ENTRIES:
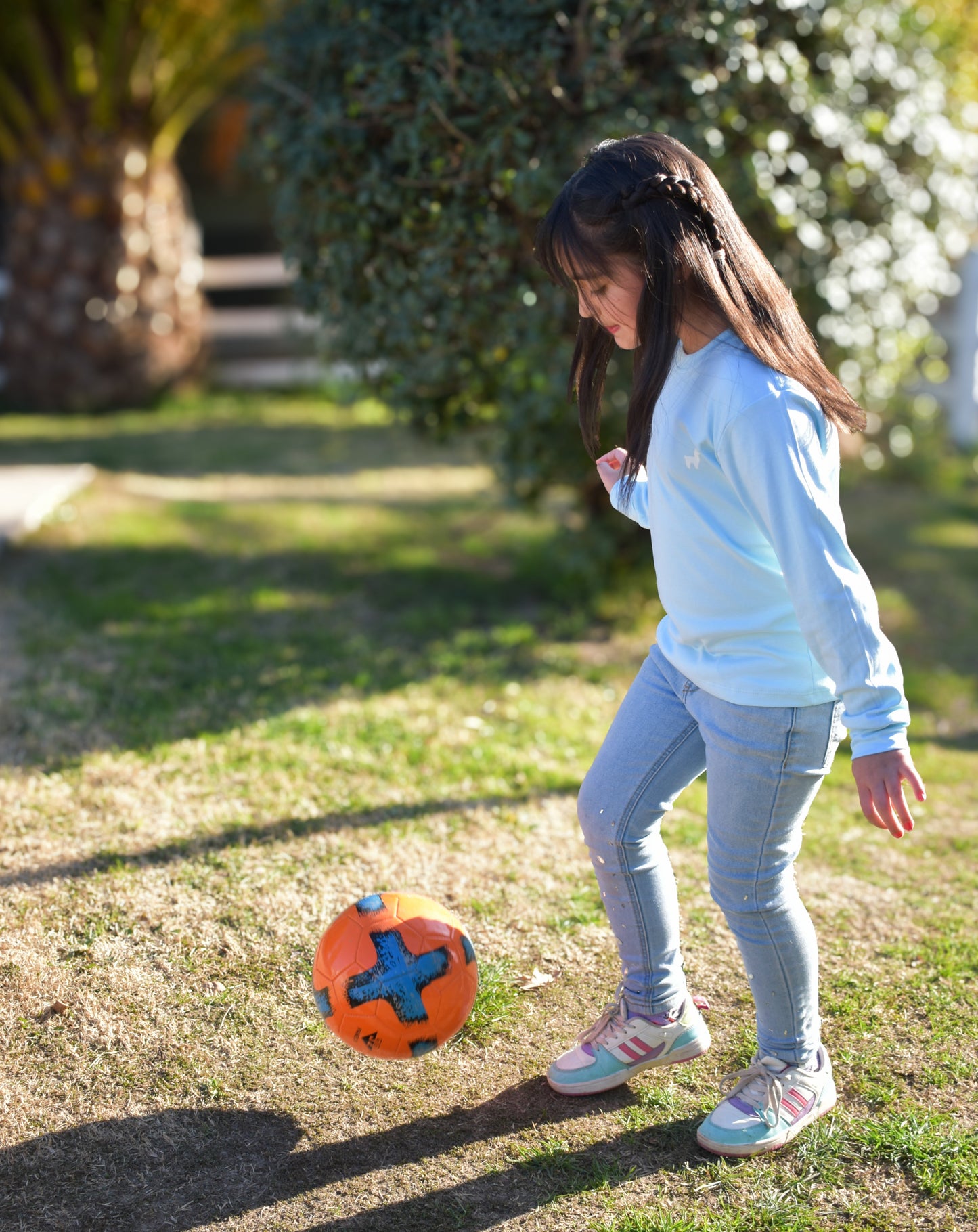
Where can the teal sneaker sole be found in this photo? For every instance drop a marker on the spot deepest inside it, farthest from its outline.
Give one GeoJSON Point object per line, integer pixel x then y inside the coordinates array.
{"type": "Point", "coordinates": [684, 1050]}
{"type": "Point", "coordinates": [742, 1149]}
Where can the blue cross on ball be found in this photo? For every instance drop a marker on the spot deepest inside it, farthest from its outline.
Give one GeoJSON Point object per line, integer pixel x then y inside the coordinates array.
{"type": "Point", "coordinates": [397, 977]}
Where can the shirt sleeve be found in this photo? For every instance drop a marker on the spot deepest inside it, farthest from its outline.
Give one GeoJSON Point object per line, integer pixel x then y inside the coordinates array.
{"type": "Point", "coordinates": [781, 458]}
{"type": "Point", "coordinates": [637, 506]}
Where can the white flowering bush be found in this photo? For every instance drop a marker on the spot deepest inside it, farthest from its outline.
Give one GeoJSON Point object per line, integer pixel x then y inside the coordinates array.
{"type": "Point", "coordinates": [414, 148]}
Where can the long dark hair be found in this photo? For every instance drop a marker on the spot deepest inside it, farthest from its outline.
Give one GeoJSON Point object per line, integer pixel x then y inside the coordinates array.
{"type": "Point", "coordinates": [652, 202]}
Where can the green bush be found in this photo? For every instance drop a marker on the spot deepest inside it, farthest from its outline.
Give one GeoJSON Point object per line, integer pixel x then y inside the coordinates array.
{"type": "Point", "coordinates": [416, 147]}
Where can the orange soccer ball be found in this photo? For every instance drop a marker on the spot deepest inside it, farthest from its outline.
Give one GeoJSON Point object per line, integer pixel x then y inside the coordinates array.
{"type": "Point", "coordinates": [396, 976]}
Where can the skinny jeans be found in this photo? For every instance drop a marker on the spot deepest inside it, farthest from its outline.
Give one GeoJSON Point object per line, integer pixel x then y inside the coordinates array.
{"type": "Point", "coordinates": [764, 766]}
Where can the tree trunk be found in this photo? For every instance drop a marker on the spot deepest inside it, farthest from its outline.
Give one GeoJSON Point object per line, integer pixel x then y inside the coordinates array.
{"type": "Point", "coordinates": [105, 267]}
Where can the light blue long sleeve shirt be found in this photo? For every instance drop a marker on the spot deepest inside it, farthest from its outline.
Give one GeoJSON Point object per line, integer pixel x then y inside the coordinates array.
{"type": "Point", "coordinates": [765, 602]}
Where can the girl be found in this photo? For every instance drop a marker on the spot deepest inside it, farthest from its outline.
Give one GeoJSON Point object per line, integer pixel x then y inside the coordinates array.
{"type": "Point", "coordinates": [770, 642]}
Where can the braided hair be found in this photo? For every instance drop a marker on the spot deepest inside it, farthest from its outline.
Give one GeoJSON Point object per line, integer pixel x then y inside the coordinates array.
{"type": "Point", "coordinates": [684, 194]}
{"type": "Point", "coordinates": [650, 204]}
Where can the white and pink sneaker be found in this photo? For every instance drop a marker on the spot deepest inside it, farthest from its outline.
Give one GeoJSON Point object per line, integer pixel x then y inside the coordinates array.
{"type": "Point", "coordinates": [766, 1105]}
{"type": "Point", "coordinates": [621, 1045]}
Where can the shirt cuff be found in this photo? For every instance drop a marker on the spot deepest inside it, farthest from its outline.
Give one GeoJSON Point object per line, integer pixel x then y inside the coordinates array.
{"type": "Point", "coordinates": [879, 742]}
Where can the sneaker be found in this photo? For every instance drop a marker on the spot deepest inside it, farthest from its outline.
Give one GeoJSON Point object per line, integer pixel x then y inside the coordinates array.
{"type": "Point", "coordinates": [766, 1105]}
{"type": "Point", "coordinates": [620, 1045]}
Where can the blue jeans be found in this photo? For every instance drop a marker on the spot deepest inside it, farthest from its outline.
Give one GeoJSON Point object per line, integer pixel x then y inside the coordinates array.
{"type": "Point", "coordinates": [764, 766]}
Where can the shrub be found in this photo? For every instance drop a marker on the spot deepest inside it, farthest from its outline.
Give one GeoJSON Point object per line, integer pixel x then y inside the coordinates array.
{"type": "Point", "coordinates": [416, 147]}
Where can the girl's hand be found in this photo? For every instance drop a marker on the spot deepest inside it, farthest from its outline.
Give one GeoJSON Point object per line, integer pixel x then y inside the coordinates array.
{"type": "Point", "coordinates": [879, 779]}
{"type": "Point", "coordinates": [610, 467]}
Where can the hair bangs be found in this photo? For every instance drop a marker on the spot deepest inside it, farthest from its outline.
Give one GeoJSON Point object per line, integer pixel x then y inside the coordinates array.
{"type": "Point", "coordinates": [569, 253]}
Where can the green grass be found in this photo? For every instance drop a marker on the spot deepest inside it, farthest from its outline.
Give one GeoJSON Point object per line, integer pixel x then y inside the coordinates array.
{"type": "Point", "coordinates": [285, 653]}
{"type": "Point", "coordinates": [494, 1006]}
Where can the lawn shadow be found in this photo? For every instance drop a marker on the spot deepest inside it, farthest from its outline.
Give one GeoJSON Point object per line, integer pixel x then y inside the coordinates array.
{"type": "Point", "coordinates": [131, 647]}
{"type": "Point", "coordinates": [186, 1168]}
{"type": "Point", "coordinates": [249, 835]}
{"type": "Point", "coordinates": [233, 447]}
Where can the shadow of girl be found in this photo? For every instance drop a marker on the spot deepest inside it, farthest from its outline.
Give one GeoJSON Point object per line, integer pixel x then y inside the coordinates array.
{"type": "Point", "coordinates": [185, 1168]}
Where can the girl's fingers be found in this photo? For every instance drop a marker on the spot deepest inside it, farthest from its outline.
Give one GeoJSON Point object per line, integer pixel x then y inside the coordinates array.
{"type": "Point", "coordinates": [868, 808]}
{"type": "Point", "coordinates": [892, 808]}
{"type": "Point", "coordinates": [916, 783]}
{"type": "Point", "coordinates": [895, 787]}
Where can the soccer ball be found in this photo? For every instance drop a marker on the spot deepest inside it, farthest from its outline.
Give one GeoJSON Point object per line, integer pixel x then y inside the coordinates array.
{"type": "Point", "coordinates": [396, 976]}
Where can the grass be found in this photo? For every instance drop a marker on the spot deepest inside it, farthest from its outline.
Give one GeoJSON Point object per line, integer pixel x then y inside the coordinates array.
{"type": "Point", "coordinates": [282, 655]}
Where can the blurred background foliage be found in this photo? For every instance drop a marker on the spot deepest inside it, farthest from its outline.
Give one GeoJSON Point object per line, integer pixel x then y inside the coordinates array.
{"type": "Point", "coordinates": [102, 253]}
{"type": "Point", "coordinates": [413, 150]}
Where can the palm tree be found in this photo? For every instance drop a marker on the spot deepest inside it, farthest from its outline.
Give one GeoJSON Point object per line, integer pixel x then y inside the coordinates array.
{"type": "Point", "coordinates": [104, 258]}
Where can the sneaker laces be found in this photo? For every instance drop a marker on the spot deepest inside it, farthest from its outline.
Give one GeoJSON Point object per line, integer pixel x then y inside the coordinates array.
{"type": "Point", "coordinates": [615, 1018]}
{"type": "Point", "coordinates": [611, 1019]}
{"type": "Point", "coordinates": [759, 1086]}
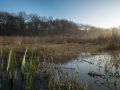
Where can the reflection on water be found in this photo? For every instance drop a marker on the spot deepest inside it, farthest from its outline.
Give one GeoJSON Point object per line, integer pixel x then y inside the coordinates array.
{"type": "Point", "coordinates": [101, 72]}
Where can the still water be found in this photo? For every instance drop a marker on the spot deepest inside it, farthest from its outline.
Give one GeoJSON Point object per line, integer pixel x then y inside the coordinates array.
{"type": "Point", "coordinates": [99, 72]}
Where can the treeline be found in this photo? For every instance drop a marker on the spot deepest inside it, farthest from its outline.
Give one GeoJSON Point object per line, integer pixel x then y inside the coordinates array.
{"type": "Point", "coordinates": [23, 24]}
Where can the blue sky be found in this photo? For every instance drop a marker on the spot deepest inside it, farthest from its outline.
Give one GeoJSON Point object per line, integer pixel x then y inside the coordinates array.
{"type": "Point", "coordinates": [101, 13]}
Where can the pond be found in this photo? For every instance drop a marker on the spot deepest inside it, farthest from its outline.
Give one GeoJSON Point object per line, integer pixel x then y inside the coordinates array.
{"type": "Point", "coordinates": [94, 71]}
{"type": "Point", "coordinates": [100, 72]}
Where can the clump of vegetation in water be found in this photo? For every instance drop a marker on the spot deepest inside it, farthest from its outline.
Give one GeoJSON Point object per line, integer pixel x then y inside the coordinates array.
{"type": "Point", "coordinates": [30, 73]}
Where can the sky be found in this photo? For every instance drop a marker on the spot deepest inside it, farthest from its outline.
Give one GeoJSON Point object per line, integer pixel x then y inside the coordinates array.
{"type": "Point", "coordinates": [100, 13]}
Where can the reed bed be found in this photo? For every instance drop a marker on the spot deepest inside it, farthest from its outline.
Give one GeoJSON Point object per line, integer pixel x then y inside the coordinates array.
{"type": "Point", "coordinates": [32, 69]}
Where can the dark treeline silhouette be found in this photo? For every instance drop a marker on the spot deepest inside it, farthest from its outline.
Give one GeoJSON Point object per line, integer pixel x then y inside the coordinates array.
{"type": "Point", "coordinates": [23, 24]}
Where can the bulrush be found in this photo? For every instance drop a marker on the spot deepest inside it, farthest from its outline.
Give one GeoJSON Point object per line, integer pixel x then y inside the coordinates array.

WHAT YOU ARE ASKED TO DO:
Rescale the stretch from the line containing "Where can the dark" through the end of the rows, and give only those lines again, requests included. Multiply every point coordinate in the answers by 0.95 and round each result to a whole number, with halves rounded up.

OUTPUT FOR THIS TASK:
Where can the dark treeline silhouette be found in this photo? For every instance drop a marker on the spot deepest inside it, farthest from its outline.
Give one GeoJSON Point object per line, integer pixel x then y inside the coordinates array.
{"type": "Point", "coordinates": [22, 23]}
Where can the bulrush be found in this photo? For every instance drop a marker on the spot deepest inside it, farthest from its outline.
Give one GeoJSON Point object per line, integer pixel x then y inside the coordinates array.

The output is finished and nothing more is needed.